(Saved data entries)
☆ ☆ ☆

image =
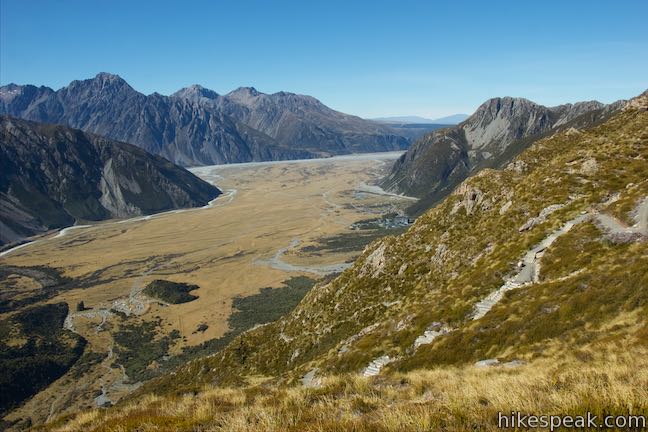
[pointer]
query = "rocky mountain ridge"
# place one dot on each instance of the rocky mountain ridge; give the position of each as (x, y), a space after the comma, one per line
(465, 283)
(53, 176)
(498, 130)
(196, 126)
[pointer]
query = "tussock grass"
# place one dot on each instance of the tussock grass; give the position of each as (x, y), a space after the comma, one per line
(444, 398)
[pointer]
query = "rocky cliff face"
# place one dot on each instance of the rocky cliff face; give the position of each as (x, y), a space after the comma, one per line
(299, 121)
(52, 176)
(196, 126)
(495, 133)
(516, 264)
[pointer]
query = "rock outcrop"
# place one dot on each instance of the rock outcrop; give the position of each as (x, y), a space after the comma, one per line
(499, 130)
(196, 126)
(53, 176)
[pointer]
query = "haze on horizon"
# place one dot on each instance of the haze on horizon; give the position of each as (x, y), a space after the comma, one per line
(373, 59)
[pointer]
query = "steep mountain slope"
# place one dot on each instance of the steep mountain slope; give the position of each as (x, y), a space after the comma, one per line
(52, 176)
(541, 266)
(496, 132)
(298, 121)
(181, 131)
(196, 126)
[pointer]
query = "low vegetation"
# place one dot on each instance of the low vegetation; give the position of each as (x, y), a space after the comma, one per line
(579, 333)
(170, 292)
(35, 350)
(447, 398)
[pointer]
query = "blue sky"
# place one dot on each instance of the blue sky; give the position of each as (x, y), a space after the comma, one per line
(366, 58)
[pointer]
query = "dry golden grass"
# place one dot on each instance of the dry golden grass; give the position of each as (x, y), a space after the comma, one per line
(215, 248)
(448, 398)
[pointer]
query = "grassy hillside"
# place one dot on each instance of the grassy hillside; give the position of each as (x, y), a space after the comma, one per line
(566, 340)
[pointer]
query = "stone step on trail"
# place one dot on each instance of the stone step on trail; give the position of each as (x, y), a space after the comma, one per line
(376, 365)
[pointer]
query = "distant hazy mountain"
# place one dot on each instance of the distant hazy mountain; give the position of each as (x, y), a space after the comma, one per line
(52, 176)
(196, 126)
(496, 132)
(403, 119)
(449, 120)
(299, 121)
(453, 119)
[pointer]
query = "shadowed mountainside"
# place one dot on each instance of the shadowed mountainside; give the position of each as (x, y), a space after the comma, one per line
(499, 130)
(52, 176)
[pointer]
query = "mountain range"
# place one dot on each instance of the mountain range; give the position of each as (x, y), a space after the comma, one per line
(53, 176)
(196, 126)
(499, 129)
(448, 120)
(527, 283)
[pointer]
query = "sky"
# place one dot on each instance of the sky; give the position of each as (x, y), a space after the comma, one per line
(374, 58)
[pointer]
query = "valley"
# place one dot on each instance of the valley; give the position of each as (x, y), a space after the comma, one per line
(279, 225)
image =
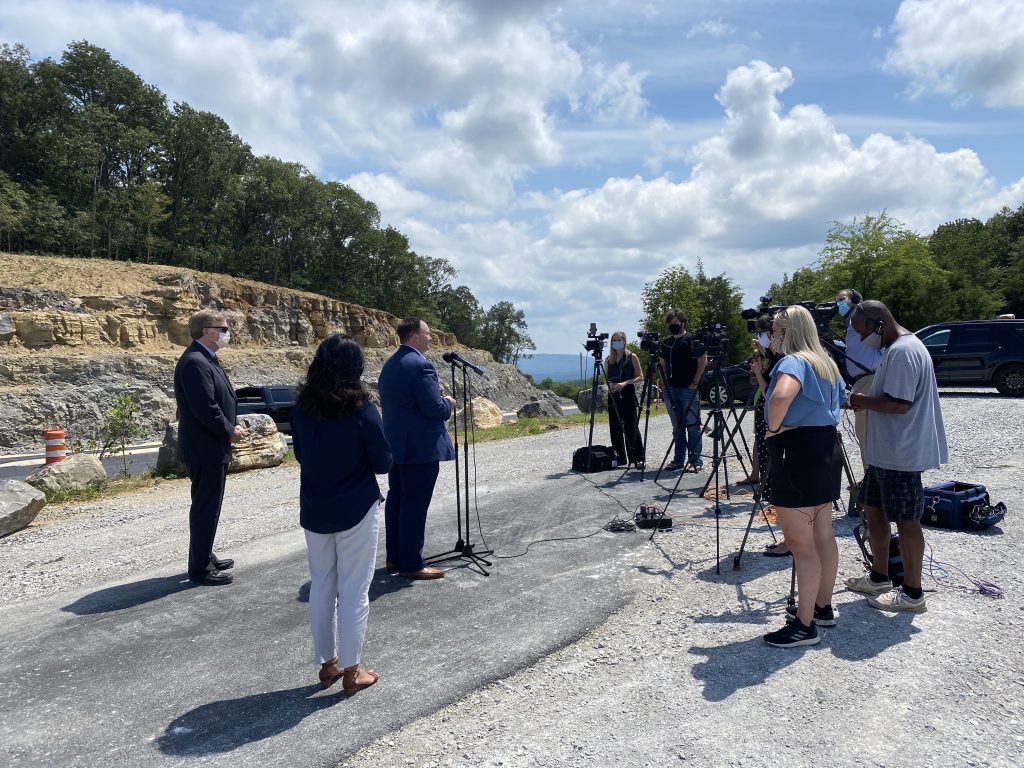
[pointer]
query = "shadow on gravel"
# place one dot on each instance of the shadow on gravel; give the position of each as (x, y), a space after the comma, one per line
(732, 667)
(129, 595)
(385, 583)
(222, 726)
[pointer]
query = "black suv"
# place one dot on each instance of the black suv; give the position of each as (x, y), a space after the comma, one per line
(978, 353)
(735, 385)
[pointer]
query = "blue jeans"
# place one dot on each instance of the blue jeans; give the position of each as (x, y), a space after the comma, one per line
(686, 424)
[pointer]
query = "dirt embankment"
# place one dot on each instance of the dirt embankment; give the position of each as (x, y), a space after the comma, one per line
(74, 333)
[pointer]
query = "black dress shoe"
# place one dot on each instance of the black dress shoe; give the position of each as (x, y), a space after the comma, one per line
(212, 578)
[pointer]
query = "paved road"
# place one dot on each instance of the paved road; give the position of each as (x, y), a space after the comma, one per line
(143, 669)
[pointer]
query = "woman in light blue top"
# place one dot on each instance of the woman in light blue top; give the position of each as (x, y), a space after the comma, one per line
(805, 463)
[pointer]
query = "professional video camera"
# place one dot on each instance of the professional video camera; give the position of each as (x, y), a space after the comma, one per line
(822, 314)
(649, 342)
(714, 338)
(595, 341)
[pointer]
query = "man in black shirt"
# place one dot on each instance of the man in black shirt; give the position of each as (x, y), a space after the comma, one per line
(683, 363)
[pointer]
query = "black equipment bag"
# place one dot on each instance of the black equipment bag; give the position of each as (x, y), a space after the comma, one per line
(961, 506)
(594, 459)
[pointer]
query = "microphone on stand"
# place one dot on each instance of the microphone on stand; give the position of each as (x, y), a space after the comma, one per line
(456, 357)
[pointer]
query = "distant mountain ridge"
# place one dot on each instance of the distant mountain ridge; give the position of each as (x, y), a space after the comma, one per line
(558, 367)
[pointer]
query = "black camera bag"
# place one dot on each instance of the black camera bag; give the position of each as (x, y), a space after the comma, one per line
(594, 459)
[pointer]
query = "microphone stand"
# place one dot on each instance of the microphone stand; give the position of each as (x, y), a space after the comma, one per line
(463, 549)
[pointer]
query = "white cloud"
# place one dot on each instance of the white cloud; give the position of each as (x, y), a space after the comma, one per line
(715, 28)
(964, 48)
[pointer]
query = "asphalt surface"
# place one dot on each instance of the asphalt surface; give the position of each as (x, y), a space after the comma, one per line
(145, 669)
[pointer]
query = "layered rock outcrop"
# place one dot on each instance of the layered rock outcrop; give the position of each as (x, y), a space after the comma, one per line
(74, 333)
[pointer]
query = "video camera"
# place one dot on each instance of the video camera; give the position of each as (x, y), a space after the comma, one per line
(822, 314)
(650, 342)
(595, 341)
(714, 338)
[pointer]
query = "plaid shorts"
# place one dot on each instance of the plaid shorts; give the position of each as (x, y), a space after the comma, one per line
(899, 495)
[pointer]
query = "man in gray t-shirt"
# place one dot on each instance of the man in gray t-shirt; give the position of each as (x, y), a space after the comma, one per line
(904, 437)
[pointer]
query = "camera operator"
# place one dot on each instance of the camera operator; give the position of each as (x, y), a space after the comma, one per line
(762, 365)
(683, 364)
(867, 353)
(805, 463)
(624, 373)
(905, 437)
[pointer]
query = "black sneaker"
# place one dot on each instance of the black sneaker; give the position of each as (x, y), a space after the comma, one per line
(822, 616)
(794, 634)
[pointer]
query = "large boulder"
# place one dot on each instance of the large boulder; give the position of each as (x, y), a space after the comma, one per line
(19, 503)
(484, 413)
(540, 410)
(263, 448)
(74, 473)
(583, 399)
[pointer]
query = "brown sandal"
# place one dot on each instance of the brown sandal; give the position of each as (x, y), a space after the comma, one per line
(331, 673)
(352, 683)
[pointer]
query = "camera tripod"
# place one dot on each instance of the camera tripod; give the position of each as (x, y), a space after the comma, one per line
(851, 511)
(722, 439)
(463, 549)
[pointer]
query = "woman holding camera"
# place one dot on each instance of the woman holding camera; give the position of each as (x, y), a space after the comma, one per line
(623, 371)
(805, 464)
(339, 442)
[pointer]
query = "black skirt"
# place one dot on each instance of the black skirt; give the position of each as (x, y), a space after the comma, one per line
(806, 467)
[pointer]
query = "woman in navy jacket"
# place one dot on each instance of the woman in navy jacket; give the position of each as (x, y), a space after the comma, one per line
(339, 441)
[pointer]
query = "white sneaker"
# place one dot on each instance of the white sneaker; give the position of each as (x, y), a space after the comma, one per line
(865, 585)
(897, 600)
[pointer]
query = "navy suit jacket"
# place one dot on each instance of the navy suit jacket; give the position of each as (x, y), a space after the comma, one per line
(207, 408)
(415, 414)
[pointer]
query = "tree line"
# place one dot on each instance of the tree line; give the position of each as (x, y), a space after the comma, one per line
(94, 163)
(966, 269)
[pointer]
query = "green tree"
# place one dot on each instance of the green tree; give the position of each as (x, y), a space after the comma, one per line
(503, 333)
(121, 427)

☆ ☆ ☆

• **Task item**:
A word-for-word copy of all the records above is required, with the pictures left out.

• **Worked solution**:
image =
[pointer]
query = "rocky mountain ridge"
# place one dot on each instance of the rocky mountain ridge; give the position of each as (x, y), a space after the comma, one per line
(465, 283)
(53, 176)
(498, 130)
(196, 126)
[pointer]
query = "tussock grass"
# place one dot on each instance of the tussock grass; give the position of each as (x, y), a space after the comma, one per line
(444, 398)
[pointer]
query = "rocky cliff face"
# place one dot on each instance of the rocky cliff face; give the position of each as (x, y), a space after the comma, one per line
(299, 121)
(52, 176)
(196, 126)
(495, 133)
(516, 264)
[pointer]
query = "rock outcrop"
# place one dot on each instance of the rock outcrop; give the position of each as (x, y), a space after the comma, one per line
(499, 130)
(196, 126)
(53, 176)
[pointer]
query = "haze on horizon"
# place one dot on each instance of the haze on horizon; give the position of each as (x, y), a space after the comma, one per line
(373, 59)
[pointer]
query = "steep mountain slope"
# place one dot on each instance of the steep mountain slope; give the position of each as (x, y), a space after the comma, one per line
(52, 176)
(541, 266)
(496, 132)
(298, 121)
(181, 131)
(196, 126)
[pointer]
query = "low vegetation"
# place one dot on each instance of the low vegetation; give the position of each as (x, y), a space after the comma, one per line
(579, 333)
(170, 292)
(35, 350)
(447, 398)
[pointer]
query = "blue sky"
# place one dot on each instance of the blue sky; give the position of each as (x, y), a space after the comma, one per line
(366, 58)
[pointer]
query = "dry golden grass"
# place one dot on each instance of the dry golden grass; give the position of each as (x, y), a space after the comma, one per line
(215, 248)
(448, 398)
[pointer]
query = "grassy hillside"
# place one dot on each instance of the grassy hillside; give the position of each as (x, y), a space after the comma, one per line
(566, 340)
[pointer]
query = "stone step on trail"
# place one dot on each instance of the stone step on trail; give the position of each as (x, y), a space after the comma, one per line
(376, 365)
[pointer]
query = "distant hazy mountain"
# place one dot on each instance of the distant hazy mountain; give the position of each as (x, y), a space after the comma, one per line
(52, 176)
(196, 126)
(496, 132)
(403, 119)
(449, 120)
(299, 121)
(453, 119)
[pointer]
query = "shadowed mountainside"
# place one dot on each instance of the shadowed mountainside; give the position of each as (x, y), a space after the comma, one per line
(499, 130)
(52, 176)
[pointer]
query = "mountain range"
# place one dot on each instance of the mountain range; give the position of each as (x, y), a space after the comma, one per line
(53, 176)
(196, 126)
(499, 129)
(448, 120)
(527, 283)
[pointer]
query = "sky"
# place one dot on each instance of the sky; give the position of each as (x, y), a space after the comma, one per line
(374, 58)
[pointer]
query = "valley"
# place one dot on each instance of the valley; give the position of each as (x, y), a space after the comma, one per line
(279, 225)
image =
[pointer]
query = "shadow on gravel"
# place one dot on each instance of the shadow on gravel; give the position of each as (x, y), a space after the comma, one per line
(732, 667)
(129, 595)
(385, 583)
(222, 726)
[pointer]
query = "black suv"
# place one dot on each instance of the black suv; give the position of each as (x, y), a space after the comma, one per line
(978, 353)
(735, 385)
[pointer]
query = "blue jeans"
# place one dot on each instance of the blue jeans; give the position of each as (x, y), a space after the comma, one per line
(686, 424)
[pointer]
query = "dirt embankment"
# place one dot on each instance of the dirt embankment; give the position of each as (x, y), a space after the comma, one per line
(74, 333)
[pointer]
query = "black dress shoe"
# place one dot on each instance of the black dress shoe; give the position of each as (x, y), a space after the comma, one per line
(212, 578)
[pointer]
query = "paved road"
# place one dot on each instance of the paved road; give the position of each as (x, y), a space after the comma, one per line
(143, 669)
[pointer]
query = "woman in light blue top"
# place one dot on each instance of the woman in light blue top; give the position of each as (x, y), a space after the comma, one per line
(805, 463)
[pointer]
query = "professional video camera"
# place one dot on each instance of the professional video camera; give the position of each as (x, y), a space after the comma, one per line
(822, 314)
(649, 342)
(714, 338)
(595, 341)
[pointer]
query = "man in black shirt"
# place one dot on each instance of the man in black shirt; give the position of each as (x, y), a space after the comma, one per line
(683, 363)
[pointer]
query = "black equipment bag"
# place one dot on each instance of the black equipment bag; give the position of each as (x, y), a space after the comma, one per line
(961, 506)
(594, 459)
[pointer]
query = "microphone on stand"
# place one dot on each instance of the microphone on stand; give the position of each as (x, y), a space after the comma, one per line
(456, 357)
[pointer]
query = "distant mountain ridge"
# place one dot on each instance of the distant mountain ridge; give the position of each as (x, y), a space after the comma, one per line
(558, 367)
[pointer]
query = "black camera bag"
# place one dot on each instance of the black camera bag; give the position of each as (x, y), a space after the comma, one per line
(594, 459)
[pointer]
query = "microphone stand"
# place one dot on each instance of the microphone stand; give the position of each as (x, y), a space after the comma, one per line
(463, 549)
[pointer]
query = "white cloud"
# place one dot on each instance of the white cloud; give the position of each as (x, y), a space after the comma, one per line
(715, 28)
(964, 48)
[pointer]
query = "asphalt surface"
# place one dot on each instance of the asphalt surface; give the position of each as (x, y), a space after the comma, one per line
(145, 669)
[pointer]
query = "layered rock outcrop"
# place one dot on each instance of the layered rock outcrop; give the position of each as (x, y), a space after the comma, one per line
(74, 333)
[pointer]
query = "video camera"
# place one dot on each instance of the video camera; give the position of each as (x, y), a space after the comma, one per line
(822, 314)
(650, 342)
(595, 341)
(714, 338)
[pointer]
query = "plaid shorts"
# place one dot on each instance of the plaid shorts; give the position of each as (x, y), a space after the comma, one per line
(899, 495)
[pointer]
query = "man in gray t-shirt"
# place one dot on each instance of the man in gray t-shirt; give the position of each as (x, y), a space after the comma, one per line
(904, 437)
[pointer]
query = "camera operator"
# place one dot on each instance of the camera operator; give the position of each as (x, y), a space after the comma, one per line
(762, 365)
(683, 364)
(867, 353)
(805, 463)
(624, 373)
(905, 437)
[pointer]
query = "black sneaker"
# place one dot on each instance of the black sneaker; give the position of each as (x, y), a space after the comma, one per line
(822, 616)
(794, 634)
[pointer]
query = "large boulder"
# place one dot on each instance of the large boulder; give the position of each as (x, y), a space after the comma, one per line
(19, 503)
(484, 413)
(540, 410)
(263, 448)
(74, 473)
(583, 399)
[pointer]
query = "brown sandal"
# place one dot on each instance of the brown sandal; give the position of each as (x, y), a space after the comma, one per line
(331, 673)
(352, 683)
[pointer]
query = "camera tripod"
# place one dot on each instance of the camera tripod; give the position of each as (x, y), a space after the comma, one per line
(851, 511)
(722, 439)
(463, 549)
[pointer]
query = "woman holding camera"
# place one dot on each instance of the woman holding camera; give the position of each as (x, y), a space after the comma, one per line
(623, 371)
(805, 464)
(339, 442)
[pointer]
query = "black skirt"
# place one dot on each instance of the black skirt; give the position of each as (x, y), a space after the comma, one per line
(806, 467)
[pointer]
query = "woman in navy jacket"
# place one dot on each instance of the woman in navy jacket; give the position of each as (x, y), a space after the comma, one per line
(339, 441)
[pointer]
query = "white sneaker"
# place one dot on each instance of the white sneaker; give the position of each as (x, y), a space after the comma, one per line
(865, 585)
(897, 600)
[pointer]
query = "navy suit jacket"
# place one dot on each instance of the navy suit jacket; give the position of each as (x, y), a space after the comma, one per line
(207, 408)
(415, 414)
[pointer]
query = "tree line"
# place one dot on each instance of the tree line; give the position of each as (x, y), a space after the comma, one per line
(94, 163)
(966, 269)
[pointer]
query = "green tree"
# place one dot on each instance of the green tree; give the position of each as (x, y), a space after the comma, one per line
(503, 333)
(121, 427)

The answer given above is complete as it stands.